▶ _Assigned task_
How many lines of these entries hold the string "blurred"? Reply with the number alone.

Segment Start: Data extracts

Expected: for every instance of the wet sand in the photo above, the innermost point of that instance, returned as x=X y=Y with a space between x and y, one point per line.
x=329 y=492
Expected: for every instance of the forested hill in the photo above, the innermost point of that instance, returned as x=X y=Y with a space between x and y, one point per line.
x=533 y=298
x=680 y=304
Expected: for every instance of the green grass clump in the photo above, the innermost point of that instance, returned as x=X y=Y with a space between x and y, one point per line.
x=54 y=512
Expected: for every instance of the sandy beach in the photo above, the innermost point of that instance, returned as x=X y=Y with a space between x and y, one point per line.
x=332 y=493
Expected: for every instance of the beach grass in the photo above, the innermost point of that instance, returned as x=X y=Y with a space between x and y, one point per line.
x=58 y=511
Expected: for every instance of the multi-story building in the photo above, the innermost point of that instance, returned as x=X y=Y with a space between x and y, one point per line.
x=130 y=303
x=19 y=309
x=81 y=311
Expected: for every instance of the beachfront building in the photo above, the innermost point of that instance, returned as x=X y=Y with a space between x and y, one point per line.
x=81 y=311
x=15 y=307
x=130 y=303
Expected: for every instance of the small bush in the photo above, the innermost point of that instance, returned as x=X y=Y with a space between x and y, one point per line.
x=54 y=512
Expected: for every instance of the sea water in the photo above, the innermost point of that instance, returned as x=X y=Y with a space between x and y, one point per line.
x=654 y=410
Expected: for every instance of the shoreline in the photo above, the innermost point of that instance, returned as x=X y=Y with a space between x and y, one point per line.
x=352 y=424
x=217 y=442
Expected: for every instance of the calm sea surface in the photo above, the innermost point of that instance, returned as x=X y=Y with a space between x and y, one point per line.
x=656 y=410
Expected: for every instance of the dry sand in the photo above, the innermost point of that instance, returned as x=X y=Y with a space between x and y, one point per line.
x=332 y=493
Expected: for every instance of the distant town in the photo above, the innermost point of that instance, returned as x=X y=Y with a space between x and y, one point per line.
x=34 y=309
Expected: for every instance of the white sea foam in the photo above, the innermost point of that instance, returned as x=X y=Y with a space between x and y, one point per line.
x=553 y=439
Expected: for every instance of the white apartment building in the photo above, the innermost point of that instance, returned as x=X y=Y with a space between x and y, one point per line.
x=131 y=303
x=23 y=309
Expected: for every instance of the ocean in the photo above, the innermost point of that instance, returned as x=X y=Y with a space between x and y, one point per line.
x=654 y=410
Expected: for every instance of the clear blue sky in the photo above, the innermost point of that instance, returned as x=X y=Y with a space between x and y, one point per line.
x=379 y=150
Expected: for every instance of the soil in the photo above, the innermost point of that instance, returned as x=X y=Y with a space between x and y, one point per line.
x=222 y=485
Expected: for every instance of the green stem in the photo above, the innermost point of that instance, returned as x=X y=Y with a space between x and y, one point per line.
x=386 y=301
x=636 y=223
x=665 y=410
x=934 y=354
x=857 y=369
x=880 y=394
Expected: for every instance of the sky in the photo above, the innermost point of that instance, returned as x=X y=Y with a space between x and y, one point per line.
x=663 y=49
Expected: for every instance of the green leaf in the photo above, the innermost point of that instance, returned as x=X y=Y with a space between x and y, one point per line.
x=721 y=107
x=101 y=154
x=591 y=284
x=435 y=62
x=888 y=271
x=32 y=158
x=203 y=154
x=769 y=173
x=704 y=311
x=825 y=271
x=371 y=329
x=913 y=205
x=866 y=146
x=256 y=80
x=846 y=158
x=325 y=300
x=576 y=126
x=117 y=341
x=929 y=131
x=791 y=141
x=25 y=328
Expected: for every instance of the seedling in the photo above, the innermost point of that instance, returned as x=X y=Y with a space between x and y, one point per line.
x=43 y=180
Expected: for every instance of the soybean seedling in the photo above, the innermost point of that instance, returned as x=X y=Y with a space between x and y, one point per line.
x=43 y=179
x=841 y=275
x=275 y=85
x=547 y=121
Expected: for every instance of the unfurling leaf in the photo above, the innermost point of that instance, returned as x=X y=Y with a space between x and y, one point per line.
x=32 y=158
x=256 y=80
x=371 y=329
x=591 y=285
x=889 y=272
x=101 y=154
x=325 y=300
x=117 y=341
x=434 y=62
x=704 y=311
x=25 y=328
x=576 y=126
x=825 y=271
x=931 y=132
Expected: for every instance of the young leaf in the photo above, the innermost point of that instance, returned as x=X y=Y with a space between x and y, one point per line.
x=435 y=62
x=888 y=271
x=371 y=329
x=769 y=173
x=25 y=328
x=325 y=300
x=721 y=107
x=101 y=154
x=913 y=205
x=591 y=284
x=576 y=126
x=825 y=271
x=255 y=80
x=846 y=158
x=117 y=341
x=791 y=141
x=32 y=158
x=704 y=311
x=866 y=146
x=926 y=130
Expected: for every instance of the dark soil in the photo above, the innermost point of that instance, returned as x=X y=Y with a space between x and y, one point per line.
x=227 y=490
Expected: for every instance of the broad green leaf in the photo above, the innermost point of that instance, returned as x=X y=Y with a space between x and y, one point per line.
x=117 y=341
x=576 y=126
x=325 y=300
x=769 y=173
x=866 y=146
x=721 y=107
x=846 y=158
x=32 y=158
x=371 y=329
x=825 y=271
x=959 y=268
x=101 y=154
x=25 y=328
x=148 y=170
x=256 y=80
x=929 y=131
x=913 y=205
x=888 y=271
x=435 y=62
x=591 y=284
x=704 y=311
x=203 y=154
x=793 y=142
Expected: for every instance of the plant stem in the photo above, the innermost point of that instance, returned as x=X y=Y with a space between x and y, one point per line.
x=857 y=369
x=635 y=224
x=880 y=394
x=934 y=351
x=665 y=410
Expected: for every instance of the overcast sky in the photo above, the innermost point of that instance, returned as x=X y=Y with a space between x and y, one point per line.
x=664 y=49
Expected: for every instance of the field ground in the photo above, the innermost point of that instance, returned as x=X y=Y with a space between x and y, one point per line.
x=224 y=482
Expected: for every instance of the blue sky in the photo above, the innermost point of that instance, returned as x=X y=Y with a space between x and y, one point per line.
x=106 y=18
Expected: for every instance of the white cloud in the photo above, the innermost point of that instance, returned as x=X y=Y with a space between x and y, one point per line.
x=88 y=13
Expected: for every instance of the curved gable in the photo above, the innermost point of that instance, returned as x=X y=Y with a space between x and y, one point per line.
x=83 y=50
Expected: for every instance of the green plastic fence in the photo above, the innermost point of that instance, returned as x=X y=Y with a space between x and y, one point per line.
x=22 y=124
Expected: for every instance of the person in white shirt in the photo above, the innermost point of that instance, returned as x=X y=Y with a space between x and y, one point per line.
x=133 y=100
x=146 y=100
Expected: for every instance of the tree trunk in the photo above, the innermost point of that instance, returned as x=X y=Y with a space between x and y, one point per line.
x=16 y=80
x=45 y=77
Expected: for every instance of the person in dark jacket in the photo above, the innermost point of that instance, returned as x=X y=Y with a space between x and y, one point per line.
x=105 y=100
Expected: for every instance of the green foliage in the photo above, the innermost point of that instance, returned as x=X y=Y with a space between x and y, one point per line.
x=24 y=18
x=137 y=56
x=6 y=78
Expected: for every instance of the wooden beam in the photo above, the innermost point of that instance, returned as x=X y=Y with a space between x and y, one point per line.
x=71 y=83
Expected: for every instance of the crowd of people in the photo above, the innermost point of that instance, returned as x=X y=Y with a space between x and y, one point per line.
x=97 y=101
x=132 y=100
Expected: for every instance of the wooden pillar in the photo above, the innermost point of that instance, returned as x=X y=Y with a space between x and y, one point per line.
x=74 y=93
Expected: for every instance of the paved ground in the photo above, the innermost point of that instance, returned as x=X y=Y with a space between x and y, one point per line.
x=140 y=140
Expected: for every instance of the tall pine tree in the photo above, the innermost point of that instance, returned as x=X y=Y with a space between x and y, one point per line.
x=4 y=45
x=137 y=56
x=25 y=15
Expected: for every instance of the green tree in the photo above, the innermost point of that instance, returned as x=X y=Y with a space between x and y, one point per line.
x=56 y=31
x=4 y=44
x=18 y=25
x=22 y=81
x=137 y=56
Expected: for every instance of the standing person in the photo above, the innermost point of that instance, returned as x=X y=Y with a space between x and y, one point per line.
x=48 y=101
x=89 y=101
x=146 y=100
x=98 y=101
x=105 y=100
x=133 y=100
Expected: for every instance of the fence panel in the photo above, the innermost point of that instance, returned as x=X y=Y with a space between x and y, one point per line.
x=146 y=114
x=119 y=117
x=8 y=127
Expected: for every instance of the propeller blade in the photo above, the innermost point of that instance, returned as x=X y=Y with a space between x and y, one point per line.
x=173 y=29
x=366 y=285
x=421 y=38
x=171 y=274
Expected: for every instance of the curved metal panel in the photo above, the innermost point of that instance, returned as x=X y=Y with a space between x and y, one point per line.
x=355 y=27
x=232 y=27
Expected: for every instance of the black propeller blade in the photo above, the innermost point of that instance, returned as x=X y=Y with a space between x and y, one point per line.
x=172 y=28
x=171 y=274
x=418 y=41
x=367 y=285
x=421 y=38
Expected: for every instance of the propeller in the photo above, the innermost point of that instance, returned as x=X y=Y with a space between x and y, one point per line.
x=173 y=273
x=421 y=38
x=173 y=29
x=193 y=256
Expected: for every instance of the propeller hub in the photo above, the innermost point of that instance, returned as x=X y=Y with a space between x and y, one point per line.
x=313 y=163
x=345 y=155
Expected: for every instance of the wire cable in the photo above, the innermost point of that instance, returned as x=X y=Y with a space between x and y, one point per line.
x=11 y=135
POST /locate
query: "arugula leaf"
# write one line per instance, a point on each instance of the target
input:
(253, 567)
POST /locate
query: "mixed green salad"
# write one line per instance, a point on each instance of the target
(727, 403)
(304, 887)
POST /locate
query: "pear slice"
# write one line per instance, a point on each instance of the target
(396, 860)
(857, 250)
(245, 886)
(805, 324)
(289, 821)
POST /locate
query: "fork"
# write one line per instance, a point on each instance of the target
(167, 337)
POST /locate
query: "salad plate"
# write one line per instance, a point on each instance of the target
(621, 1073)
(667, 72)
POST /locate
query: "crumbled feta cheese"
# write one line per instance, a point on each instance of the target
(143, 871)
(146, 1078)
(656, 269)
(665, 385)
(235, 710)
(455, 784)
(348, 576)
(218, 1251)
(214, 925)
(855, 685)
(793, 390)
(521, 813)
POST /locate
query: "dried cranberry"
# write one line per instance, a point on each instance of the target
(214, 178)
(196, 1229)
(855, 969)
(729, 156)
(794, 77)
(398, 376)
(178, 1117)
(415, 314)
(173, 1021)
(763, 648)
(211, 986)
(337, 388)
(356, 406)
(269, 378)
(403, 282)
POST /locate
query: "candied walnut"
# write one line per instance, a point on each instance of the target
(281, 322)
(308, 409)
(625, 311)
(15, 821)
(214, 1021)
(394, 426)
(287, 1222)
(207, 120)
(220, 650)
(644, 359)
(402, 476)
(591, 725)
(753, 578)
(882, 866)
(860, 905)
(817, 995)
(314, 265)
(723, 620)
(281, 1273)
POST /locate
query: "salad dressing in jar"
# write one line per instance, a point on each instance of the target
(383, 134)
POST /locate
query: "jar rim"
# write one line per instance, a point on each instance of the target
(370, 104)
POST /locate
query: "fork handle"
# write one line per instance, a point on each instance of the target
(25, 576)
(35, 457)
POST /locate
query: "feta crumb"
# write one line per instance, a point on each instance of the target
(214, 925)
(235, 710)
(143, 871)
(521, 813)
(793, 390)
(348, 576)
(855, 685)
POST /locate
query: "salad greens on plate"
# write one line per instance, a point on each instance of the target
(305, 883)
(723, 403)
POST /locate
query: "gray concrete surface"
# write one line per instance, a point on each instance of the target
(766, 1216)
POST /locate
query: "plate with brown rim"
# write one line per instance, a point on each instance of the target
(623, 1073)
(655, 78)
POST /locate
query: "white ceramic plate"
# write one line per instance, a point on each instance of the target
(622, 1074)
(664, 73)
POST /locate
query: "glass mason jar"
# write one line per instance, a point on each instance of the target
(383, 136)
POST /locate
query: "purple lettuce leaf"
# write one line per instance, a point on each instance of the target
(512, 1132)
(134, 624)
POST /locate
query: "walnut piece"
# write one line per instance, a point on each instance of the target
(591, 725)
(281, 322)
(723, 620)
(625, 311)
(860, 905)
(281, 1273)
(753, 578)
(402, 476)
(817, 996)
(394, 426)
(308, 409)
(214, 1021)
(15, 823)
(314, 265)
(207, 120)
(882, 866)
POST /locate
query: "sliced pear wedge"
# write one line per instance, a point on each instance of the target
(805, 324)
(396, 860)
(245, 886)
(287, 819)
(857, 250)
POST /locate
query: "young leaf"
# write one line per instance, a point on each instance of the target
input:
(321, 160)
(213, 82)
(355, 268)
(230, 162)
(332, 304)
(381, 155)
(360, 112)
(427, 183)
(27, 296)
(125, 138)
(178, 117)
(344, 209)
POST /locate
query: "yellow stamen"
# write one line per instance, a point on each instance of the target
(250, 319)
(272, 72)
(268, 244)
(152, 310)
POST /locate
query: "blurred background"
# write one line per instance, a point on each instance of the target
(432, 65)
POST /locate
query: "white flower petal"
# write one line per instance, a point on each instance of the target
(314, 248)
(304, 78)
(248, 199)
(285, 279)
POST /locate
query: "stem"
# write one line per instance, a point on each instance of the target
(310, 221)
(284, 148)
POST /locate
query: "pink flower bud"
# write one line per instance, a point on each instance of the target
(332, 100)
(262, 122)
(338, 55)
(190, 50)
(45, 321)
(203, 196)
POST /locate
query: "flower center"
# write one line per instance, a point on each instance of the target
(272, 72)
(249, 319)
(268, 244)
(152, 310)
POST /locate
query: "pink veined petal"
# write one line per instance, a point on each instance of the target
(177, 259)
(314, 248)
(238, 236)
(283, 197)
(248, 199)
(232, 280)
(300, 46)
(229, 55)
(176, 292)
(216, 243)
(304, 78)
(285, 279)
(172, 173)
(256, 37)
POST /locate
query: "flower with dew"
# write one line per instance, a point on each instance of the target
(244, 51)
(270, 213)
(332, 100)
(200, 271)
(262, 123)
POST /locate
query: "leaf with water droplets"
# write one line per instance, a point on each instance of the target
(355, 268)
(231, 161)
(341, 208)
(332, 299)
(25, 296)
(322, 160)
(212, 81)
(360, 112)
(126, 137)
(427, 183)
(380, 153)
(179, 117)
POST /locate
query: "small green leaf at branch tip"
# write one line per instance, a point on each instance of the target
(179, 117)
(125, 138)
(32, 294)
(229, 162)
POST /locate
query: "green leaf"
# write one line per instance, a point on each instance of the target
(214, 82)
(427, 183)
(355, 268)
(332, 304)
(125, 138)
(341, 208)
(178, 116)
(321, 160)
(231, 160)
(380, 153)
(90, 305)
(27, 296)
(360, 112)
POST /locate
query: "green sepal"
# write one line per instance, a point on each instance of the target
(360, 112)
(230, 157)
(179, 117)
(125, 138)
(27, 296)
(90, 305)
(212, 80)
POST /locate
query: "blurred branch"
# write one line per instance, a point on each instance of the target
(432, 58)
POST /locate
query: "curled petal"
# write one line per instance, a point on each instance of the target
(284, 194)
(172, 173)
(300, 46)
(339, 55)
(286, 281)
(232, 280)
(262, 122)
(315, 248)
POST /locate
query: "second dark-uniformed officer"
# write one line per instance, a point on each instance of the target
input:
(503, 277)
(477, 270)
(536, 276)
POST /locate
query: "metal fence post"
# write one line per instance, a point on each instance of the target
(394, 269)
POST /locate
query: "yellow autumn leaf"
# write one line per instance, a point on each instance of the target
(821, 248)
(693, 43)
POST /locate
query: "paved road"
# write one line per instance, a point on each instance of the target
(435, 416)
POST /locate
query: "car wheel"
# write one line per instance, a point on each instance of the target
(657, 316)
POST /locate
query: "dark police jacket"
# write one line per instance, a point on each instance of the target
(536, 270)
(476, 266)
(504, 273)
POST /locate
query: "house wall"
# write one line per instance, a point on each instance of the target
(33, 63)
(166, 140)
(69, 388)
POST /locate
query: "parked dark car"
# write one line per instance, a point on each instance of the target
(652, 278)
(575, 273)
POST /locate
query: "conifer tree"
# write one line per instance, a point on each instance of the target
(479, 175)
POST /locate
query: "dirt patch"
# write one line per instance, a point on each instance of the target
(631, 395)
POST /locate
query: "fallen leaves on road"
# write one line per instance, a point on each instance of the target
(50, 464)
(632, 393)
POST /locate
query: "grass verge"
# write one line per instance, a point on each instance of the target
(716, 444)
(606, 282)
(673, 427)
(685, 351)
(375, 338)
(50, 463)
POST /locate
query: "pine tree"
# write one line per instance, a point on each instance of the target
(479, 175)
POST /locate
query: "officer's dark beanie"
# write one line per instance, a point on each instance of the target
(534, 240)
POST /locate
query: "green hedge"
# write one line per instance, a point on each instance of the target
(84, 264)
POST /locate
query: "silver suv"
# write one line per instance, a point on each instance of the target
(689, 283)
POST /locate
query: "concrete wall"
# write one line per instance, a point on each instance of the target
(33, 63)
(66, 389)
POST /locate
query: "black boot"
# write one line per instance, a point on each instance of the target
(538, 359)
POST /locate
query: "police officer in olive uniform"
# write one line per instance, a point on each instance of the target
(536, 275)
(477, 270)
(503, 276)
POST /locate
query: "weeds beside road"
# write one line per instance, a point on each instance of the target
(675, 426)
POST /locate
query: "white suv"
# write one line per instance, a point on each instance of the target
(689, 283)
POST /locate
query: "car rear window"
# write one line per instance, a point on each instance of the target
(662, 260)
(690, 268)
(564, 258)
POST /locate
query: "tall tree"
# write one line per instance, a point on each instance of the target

Segment End: Data extracts

▶ _Solution to the problem_
2